EXERCISE DESCRIPTION
Please copy the records word for word, from their start through the line containing "positive clicks: (33, 111)", both ends included.

DATA FOR THE TASK

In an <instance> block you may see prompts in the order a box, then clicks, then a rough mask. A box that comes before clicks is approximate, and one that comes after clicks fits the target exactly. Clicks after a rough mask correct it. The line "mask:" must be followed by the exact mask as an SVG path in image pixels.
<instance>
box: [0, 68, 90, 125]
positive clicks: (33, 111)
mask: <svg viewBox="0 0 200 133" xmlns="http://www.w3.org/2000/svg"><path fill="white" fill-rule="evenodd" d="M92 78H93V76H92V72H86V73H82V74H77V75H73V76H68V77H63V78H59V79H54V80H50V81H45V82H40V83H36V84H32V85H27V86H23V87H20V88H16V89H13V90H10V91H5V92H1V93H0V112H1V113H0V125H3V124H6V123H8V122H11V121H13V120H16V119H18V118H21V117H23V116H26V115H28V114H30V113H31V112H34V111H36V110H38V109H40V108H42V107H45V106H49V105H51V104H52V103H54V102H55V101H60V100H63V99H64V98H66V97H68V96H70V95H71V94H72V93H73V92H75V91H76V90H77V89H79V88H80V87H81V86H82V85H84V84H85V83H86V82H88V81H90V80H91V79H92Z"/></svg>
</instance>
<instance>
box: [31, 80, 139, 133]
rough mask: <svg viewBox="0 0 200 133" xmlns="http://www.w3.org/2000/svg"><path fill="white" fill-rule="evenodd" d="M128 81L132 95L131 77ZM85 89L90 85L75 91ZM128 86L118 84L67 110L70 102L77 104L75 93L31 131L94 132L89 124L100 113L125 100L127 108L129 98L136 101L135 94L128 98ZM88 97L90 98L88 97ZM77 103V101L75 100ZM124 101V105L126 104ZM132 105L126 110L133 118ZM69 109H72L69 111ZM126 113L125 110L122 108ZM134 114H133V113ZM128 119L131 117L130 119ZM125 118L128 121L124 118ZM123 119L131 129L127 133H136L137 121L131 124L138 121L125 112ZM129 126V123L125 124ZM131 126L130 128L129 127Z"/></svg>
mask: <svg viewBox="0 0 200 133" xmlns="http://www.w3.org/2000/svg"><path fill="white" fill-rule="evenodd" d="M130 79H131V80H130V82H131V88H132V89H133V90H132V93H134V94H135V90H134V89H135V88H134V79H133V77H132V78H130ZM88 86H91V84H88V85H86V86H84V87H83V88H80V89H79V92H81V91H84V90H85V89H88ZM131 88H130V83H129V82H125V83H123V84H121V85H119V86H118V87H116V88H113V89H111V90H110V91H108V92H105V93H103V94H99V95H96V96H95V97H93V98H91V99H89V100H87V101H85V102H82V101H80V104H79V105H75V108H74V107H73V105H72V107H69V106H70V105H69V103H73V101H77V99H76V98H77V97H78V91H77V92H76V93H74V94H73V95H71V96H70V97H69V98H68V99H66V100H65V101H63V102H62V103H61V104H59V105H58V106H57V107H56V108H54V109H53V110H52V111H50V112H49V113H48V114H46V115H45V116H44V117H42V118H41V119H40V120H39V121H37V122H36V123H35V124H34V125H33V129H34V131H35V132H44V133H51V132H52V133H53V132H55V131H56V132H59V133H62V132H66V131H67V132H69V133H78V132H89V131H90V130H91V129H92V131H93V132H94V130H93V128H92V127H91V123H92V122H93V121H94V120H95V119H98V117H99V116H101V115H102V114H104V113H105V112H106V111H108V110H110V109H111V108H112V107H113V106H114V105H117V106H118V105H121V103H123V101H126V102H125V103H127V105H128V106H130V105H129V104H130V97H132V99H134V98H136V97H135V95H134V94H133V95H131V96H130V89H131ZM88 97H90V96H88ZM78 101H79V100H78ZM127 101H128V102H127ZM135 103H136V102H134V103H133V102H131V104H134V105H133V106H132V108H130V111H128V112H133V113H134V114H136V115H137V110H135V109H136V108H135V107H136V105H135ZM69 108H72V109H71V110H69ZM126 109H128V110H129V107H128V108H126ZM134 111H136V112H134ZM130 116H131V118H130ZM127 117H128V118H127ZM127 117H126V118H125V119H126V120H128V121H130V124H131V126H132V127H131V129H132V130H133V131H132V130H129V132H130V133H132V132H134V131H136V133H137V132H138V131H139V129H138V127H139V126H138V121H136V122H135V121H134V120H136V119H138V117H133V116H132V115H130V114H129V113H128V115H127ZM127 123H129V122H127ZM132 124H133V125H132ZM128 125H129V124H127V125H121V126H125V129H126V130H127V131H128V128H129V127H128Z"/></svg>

THE ANSWER
In an <instance> block you may see prompts in the order a box, then clicks, then a rough mask. A box that comes before clicks is approximate, and one that comes after clicks fits the target exactly. Clicks after a rough mask correct it. The line "mask:" must be followed by the exact mask as an SVG path in image pixels.
<instance>
box: [0, 68, 90, 125]
positive clicks: (33, 111)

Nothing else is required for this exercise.